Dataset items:

╔══

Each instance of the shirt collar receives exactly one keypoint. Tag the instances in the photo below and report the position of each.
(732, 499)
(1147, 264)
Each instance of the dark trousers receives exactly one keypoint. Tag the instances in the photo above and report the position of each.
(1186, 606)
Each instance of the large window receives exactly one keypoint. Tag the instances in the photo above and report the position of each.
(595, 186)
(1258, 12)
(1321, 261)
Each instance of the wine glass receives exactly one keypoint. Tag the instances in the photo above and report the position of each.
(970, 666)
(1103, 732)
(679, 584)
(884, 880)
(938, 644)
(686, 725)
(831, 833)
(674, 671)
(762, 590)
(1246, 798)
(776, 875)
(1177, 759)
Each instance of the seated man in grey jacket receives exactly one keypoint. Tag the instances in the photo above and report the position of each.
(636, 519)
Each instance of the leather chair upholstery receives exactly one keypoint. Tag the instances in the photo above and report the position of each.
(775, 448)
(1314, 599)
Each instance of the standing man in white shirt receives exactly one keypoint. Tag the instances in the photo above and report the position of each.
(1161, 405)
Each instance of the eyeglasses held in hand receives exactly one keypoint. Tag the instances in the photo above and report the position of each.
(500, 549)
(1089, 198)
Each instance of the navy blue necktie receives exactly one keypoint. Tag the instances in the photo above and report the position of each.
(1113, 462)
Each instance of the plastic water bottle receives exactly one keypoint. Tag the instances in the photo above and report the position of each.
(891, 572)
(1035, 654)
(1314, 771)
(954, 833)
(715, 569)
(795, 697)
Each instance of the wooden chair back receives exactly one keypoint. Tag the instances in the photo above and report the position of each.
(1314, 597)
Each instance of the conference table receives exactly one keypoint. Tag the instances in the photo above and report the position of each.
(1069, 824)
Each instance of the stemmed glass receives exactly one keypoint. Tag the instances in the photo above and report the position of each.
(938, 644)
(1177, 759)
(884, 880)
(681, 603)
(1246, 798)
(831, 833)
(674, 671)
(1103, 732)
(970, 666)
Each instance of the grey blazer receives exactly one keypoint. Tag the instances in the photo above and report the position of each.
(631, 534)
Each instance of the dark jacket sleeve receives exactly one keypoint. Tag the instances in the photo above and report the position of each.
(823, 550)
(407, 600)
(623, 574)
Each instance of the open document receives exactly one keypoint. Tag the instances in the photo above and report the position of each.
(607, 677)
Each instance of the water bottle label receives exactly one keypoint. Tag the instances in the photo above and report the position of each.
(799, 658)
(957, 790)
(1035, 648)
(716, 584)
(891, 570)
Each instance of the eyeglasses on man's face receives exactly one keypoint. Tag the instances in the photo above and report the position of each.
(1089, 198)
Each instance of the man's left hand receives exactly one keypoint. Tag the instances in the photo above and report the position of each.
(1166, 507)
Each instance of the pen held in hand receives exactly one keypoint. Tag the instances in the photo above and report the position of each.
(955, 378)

╚══

Task objective
Repeat the lines above exactly.

Task response
Each instance of the shirt collar receives exactly one keypoint. Tag the instances in the photo below and report the position of each.
(732, 499)
(1147, 264)
Each instance of the dark trousers receives exactly one keypoint. Tag the instances in the photo above and report the position of each.
(1186, 606)
Each instance of the large window receives exactly one keypoint. Tag the instances in the photo above and report the position of each.
(595, 186)
(1258, 12)
(1321, 261)
Each instance of the wine glass receives exactly one keypoint. Tag the instances in the photo above and report the position of each.
(970, 666)
(1103, 732)
(679, 584)
(884, 880)
(938, 644)
(686, 725)
(831, 833)
(674, 671)
(762, 590)
(1246, 798)
(776, 875)
(1177, 759)
Each instance of the seated man in grey jacket receives exactly one keypoint. Tag the instances in the photo above and report the position of each.
(636, 519)
Each instance of the leather chair upholstery receives exactly one keypoint. Tag the instances in the photo above and report the position of each.
(775, 448)
(1314, 599)
Each instance of the standing man in white shirt receives exactly one keypoint. Tag the instances in the photo above and report the position of each.
(1161, 405)
Each instance of the eyeglasses held in hand receives exactly one keypoint. Tag the instances in the photo above and report the position of each.
(500, 549)
(1089, 198)
Each instance of the navy blue necktie receives exactly one keypoint. Tag the instances in the photo above and report the position of each.
(1113, 462)
Each instance of the plastic water bottle receives exactly one keypoint. Tag the instances in the photo above and report the position of each.
(891, 572)
(1035, 654)
(1314, 771)
(954, 833)
(715, 569)
(795, 697)
Each instance of the wooden chair back receives exactly one keypoint. Tag the instances in the photo above and report the position of each.
(1314, 597)
Each instance of the conference table receives exactly one keypoint. Tag the instances in the photo above and report the position of each.
(1069, 824)
Each instance of the stemmed glass receives exactly one keypoint. Tag the instances in the photo above and report the position of each.
(938, 644)
(1177, 759)
(884, 880)
(681, 603)
(1246, 798)
(831, 833)
(674, 671)
(1103, 732)
(970, 666)
Each instance of the grey blazer receives exactly one keypoint. Tag the instances in the photo above and report the position of each.
(631, 534)
Each instance of the dark jacket sleeve receives exactly one keypoint. Tag the instances in the photo above and report the position of each.
(823, 550)
(407, 600)
(623, 574)
Each instance of the open document receives exactly one keypoint. Tag the instances in the photo above and report the position of each.
(607, 677)
Each instance of the water bottle label receives exactly one keypoint. Tag the instances in the photo above and report the position of each.
(799, 658)
(957, 790)
(1035, 648)
(716, 584)
(891, 570)
Each instance of the eyeglasses on man's face receives exactly one keypoint. Tag the instances in the photo above and report the position of each.
(1089, 198)
Each instance of the man's left hand receives exactly one keypoint. Tag the instances in the photo above and report the position of each.
(1166, 507)
Each instance of the pen held in hand receives exactly one keypoint. Tag the instances in the photo above and report the position of each.
(955, 378)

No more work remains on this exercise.